__Work to complete__. Copy out the rows below from the line with "Each instance of the blue carpet" through the end of the rows, requests included. Scale every keypoint coordinate in the answers by 0.4 and round each result to a whole number, with halves rounded up.

Dataset rows
========

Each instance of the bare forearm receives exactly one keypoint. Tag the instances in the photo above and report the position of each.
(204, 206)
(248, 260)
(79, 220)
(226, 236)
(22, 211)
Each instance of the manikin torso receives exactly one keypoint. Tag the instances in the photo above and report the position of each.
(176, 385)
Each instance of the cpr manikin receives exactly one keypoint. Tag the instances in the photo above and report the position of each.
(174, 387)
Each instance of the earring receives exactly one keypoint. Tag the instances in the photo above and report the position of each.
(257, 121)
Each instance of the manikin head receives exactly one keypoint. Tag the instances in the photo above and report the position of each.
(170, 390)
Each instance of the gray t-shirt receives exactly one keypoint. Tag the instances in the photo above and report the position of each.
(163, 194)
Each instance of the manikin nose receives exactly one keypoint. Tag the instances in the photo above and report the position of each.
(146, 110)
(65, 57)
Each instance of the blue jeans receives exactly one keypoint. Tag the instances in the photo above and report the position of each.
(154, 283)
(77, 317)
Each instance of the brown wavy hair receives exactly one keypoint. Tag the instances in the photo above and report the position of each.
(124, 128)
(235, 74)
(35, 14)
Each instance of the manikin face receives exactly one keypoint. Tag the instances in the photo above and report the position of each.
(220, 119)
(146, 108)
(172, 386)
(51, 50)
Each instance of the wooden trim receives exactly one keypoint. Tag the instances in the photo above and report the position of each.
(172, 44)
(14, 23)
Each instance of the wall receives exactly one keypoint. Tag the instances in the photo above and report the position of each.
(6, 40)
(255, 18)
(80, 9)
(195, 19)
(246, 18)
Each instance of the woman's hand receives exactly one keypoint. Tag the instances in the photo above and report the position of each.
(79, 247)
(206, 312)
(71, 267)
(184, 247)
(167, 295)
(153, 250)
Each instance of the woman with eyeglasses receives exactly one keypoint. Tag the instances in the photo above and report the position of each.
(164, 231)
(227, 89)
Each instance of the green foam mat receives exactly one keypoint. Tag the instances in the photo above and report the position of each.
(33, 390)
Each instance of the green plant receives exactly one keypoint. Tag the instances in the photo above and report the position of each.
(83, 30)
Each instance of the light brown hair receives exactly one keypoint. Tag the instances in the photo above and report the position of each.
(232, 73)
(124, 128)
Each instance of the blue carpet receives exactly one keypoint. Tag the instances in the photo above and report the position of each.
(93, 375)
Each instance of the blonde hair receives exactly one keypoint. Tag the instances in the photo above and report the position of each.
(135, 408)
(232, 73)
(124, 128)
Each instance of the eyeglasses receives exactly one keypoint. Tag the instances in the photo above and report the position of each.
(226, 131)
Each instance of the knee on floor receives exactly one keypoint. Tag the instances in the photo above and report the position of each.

========

__Solution to this problem__.
Each instance of the blue carpet receives exactly one keypoint. Tag the instances in the photo above and report the position of each.
(37, 150)
Each instance of the blonde hair receives exactly one keypoint. Tag the instances in the photo above and report the position of each.
(54, 163)
(93, 29)
(50, 51)
Each instance of the eyeglasses receives exactly one keypoint. Tag the instances in the photo above and report the position of each.
(90, 52)
Each instance of the knee on floor receives exactly one keypoint. Tag the instances in the photo above and report the position of each.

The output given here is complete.